» **Passage to read**
In March, a group of state lawmakers began wearing IUDs as jewelry. Well, not real ones. Rather, the earrings and lapel pins were colorful resin replicas of intrauterine birth-control devices. The reason for the bedazzlement: to support a bill that would have funded a program providing certain kinds of contraceptives to women for little or no cost. The measure failed.

“This is the curse of God upon America for our sin of not protecting innocent children in the womb, and part of that curse for our rebellion against God as a nation is that our pregnant women are ripped open.” These were the words of Colorado state representative Gordon Klingenschmitt, who tried to blame legalized abortion for a horrifying crime in March, when a woman attacked a pregnant woman in Longmont and cut her baby out of her womb.

“Violence is never the answer, but we must start pointing out who is the real culprit. The true instigator of this violence and all violence at any Planned Parenthood facility is Planned Parenthood themselves. Violence begets violence. So Planned Parenthood: YOU STOP THE VIOLENCE INSIDE YOUR WALLS.” Those were the actual words of Representative JoAnn Windholz of Adams County, who posted that sentiment in the wake of the November shooting in Colorado Springs that left three people dead and nine injured.

As we wrote: “What happened to Durango Herald reporter Chase Olivarius-McAllister is both hilarious and appalling. Hilarious because several law enforcers make incredible asses out of themselves. Appalling because it’s indicative of the way too many men treat women in the media and the workforce in general.” In August, La Plata County Deputy Sergeant Zach Farnam had left a voice-mail message for reporter Olivarius-McAllister, but then continued to talk after he thought he’d hung up the phone. As a result, he was recorded saying some not-so-pleasant things, including comments about the reporter’s “giant boobs,” the correlation between fish-and-chips consumption (Olivarius-McAllister is British) and “huge boobs,” and the tendency of people from the U.K. to have bad teeth. The deputy later apologized. The reporter has since left the paper.

In July, police came to the home of Patricia Cameron, a Black Lives Matter activist who lives in Manitou Springs, during the middle of the night, arrested her and charged her with arson. The crime: She had organized a peaceful protest several weeks earlier at Soda Spring Park, during which a Confederate flag was burned on a grill. The protest was held as people across the country reacted to several race-based incidents, including the massacre of nine black parishioners in South Carolina, the political battle over the Confederate flag in that state, and various police-brutality cases. But police said grilling in the park isn’t allowed. Charges against Cameron were later dropped.

Colorado suffered through one of its worst environmental disasters in recent memory when the Environmental Protection Agency accidentally released millions of gallons of mining wastewater into the Animas River. Governor John Hickenlooper, hoping to show that things weren’t all that bad shortly after the spill, made a trip to southern Colorado, where he slugged down mouthfuls of the water. The videos are cringe-worthy, but it turns out that the governor had put a purification tablet into the swill before swallowing. Drinking stuff that causes most of us to recoil has become something of a go-to move for Hickenlooper; back in 2013, he drank fracking fluid in an attempt to demonstrate that it was safer than critics claimed.

» **Dataset excerpts**
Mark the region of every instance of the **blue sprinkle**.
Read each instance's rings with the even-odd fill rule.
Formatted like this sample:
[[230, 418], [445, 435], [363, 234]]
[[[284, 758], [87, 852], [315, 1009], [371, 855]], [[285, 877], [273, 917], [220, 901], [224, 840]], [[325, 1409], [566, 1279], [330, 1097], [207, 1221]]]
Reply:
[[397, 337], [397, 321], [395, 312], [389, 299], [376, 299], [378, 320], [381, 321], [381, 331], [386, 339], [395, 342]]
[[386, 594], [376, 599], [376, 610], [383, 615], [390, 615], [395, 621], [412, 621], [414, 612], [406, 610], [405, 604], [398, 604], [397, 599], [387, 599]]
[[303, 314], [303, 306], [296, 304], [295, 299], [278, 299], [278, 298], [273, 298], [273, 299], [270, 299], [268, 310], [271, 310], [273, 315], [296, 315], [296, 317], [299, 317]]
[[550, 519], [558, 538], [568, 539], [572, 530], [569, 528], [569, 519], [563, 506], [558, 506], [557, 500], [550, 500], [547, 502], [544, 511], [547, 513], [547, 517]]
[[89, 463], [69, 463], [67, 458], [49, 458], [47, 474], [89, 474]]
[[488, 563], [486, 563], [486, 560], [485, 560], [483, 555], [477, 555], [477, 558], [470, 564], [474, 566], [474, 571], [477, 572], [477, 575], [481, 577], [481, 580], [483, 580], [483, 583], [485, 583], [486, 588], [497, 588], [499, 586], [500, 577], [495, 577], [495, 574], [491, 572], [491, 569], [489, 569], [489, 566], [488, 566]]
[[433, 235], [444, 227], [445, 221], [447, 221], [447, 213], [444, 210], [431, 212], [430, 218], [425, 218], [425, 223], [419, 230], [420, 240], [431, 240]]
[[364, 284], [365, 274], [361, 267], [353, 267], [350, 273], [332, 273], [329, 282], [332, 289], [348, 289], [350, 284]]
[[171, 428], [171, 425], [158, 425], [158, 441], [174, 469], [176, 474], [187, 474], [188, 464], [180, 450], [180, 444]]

» **Requirements**
• 1. List every person named in the Colorado passage.
• 2. Say whether each statement agrees with the Colorado passage, and quote the words that decide it: (a) The bill to fund low-cost contraceptives was passed. (b) The charges against Patricia Cameron were dropped. (c) Hickenlooper drank the river water without treating it first.

» **Expected outputs**
• 1.
Gordon Klingenschmitt
JoAnn Windholz
Chase Olivarius-McAllister
Zach Farnam
Patricia Cameron
John Hickenlooper

• 2.
(a) No: "The measure failed."
(b) Yes: "Charges against Cameron were later dropped."
(c) No: "the governor had put a purification tablet into the swill before swallowing."